◆ **WRITTEN TASK 1**: Retype everything in the article on guitar speakers from "Everything You Ever" down to "work for them.", keeping every word unchanged.

◆ **SUPPLIED PASSAGE**:
:::
Monday, November 14, 2016

Everything You Ever Needed To Know About Speakers

They're not as sexy as a new guitar or amp, but they do all of the heavy labor and grunt work for them.

They're the most crucial element in converting your guitar tone from electrons to your ears, yet are often the most overlooked.

How many people buy a combo amp without even considering the speaker, let alone the differences from one type to the next? I was guilty of this for years... whatever came with my amp was good enough, I figured. When I first began working at a recording studio almost 20 years ago, I learned that Celestion Vintage 30s were the preferred upgrade for Marshall cabinets at the time, in place of the stock G12T-75s that many deemed to be harsh. So for years after that, I used a 2x12 cabinet loaded with V30s for just about everything, assuming it was the standard. Recently, I began experimenting with other options, and the results have been ear-opening to say the least.

We'll get to the different types of speakers and some fun rock-and-roll history about halfway down, but first, a little background on the technical terms involved: magnets, voice coils, cones, watts, ohms, impedance, dBs, and sensitivity. Oh, and don't forget: NEVER TURN ON ANY AMP WITHOUT A SPEAKER LOAD CONNECTED!!! It's the easiest way to ruin a good amp, as the speaker completes the circuit, and all of that power has no place to go otherwise, except back into the place it came from... NOT good. Also, ALWAYS use a proper speaker cable between amp and cabinet, never a guitar cable. Yes, there is a huge difference, and a powerful amp can melt the shielding of a guitar cable and short out the cabinet, which is actually worse than having no speaker connected... get it? Anyhow, moving right along...
:::
◆ **DATA SHOWN**:
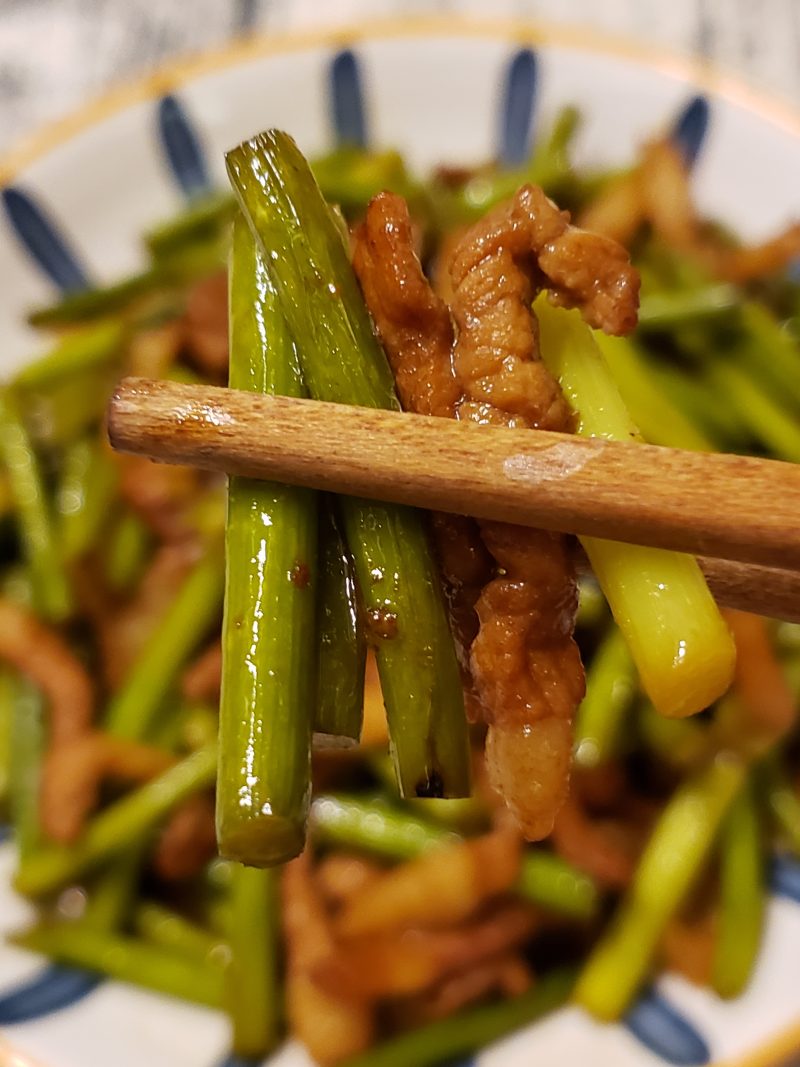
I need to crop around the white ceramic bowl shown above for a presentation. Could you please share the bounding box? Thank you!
[0,22,800,1067]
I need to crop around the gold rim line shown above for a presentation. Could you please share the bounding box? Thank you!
[0,16,800,1067]
[709,1020,800,1067]
[0,16,800,185]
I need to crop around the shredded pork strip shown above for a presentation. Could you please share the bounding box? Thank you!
[41,730,175,845]
[0,600,94,746]
[354,186,638,839]
[353,193,493,717]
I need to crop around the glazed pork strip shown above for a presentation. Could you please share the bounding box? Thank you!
[353,193,494,718]
[354,186,638,839]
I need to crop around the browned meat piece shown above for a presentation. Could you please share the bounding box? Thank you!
[183,271,228,382]
[353,193,493,708]
[391,952,533,1030]
[718,608,797,755]
[41,730,175,845]
[313,903,541,1001]
[315,853,383,907]
[0,600,94,747]
[99,541,198,688]
[153,793,217,881]
[180,640,222,703]
[281,849,374,1067]
[551,793,636,889]
[450,187,583,839]
[127,319,183,378]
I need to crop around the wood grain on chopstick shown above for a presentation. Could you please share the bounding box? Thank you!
[109,379,800,570]
[698,556,800,622]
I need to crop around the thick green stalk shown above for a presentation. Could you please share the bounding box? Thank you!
[133,901,224,967]
[310,794,598,920]
[0,389,71,622]
[103,511,153,592]
[14,746,217,896]
[9,678,45,863]
[144,192,236,264]
[704,360,800,463]
[28,241,225,329]
[106,546,223,740]
[647,360,742,451]
[535,296,736,716]
[341,970,575,1067]
[637,700,709,770]
[81,844,144,934]
[0,667,12,822]
[711,781,765,998]
[311,145,421,218]
[226,864,283,1060]
[594,330,714,452]
[12,923,224,1008]
[575,625,637,767]
[19,366,118,452]
[575,755,745,1020]
[227,131,469,796]
[314,499,367,745]
[217,217,318,866]
[758,751,800,856]
[430,106,580,232]
[736,300,800,407]
[639,282,741,330]
[55,437,118,561]
[14,321,125,389]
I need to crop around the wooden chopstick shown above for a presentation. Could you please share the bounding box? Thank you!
[109,379,800,614]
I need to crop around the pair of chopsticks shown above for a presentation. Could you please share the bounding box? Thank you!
[109,378,800,621]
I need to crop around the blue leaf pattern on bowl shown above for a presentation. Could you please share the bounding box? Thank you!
[0,964,103,1026]
[2,186,90,292]
[623,989,710,1067]
[497,48,539,166]
[329,48,369,148]
[670,95,711,166]
[770,856,800,904]
[158,95,211,200]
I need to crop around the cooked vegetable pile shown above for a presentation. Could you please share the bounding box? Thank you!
[0,101,800,1067]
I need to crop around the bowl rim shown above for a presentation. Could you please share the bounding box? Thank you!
[0,14,800,1067]
[0,15,800,186]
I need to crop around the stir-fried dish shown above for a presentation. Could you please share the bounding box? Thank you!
[0,101,800,1067]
:::
◆ **WRITTEN TASK 2**: Put everything in the rows from the line containing "I need to crop around the cooked" down to the line containing "[0,15,800,186]", both lines included, into a numbered list, leaving out any blank lines.

◆ **CORRECT OUTPUT 1**:
Everything You Ever Needed To Know About Speakers

They're not as sexy as a new guitar or amp, but they do all of the heavy labor and grunt work for them.

◆ **CORRECT OUTPUT 2**:
1. I need to crop around the cooked vegetable pile shown above for a presentation. Could you please share the bounding box? Thank you!
2. [0,101,800,1067]
3. I need to crop around the bowl rim shown above for a presentation. Could you please share the bounding box? Thank you!
4. [0,14,800,1067]
5. [0,15,800,186]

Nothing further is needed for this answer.